### TASK GOAL:
Give the stretch from the line containing "Your annotation target is baby's left" through the final line of the items below as a JSON list of strings, one string per line, with blank lines omitted.

### INFORMATION GIVEN:
┄┄┄┄┄┄┄┄┄┄
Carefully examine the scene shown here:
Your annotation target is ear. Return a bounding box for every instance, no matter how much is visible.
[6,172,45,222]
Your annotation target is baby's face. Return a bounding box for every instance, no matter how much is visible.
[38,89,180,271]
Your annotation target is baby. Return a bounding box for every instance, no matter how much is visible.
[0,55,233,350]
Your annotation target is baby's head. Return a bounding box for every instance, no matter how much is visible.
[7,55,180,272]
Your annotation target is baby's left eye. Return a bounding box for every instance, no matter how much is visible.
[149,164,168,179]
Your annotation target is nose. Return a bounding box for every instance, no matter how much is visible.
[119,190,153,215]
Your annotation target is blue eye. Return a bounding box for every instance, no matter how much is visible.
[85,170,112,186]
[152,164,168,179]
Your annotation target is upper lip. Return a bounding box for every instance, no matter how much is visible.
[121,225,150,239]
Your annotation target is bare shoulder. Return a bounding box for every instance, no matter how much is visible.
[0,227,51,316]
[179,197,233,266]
┄┄┄┄┄┄┄┄┄┄
### ANSWER TO THIS EXERCISE:
[
  "Your annotation target is baby's left eye. Return a bounding box for every instance, no matter how much is visible.",
  "[149,164,168,179]",
  "Your annotation target is nose. Return a bounding box for every instance, no matter how much is visible.",
  "[119,190,153,215]",
  "Your annotation target is blue eye. Return a bounding box for every instance, no matter how much is visible.",
  "[85,170,112,186]",
  "[152,164,168,179]",
  "Your annotation target is upper lip. Return a bounding box for every instance, no matter how much is visible.",
  "[121,225,150,239]",
  "Your annotation target is bare shoulder. Return a bounding box for every instance, no matter how much is visible.",
  "[0,227,51,316]",
  "[179,197,233,266]"
]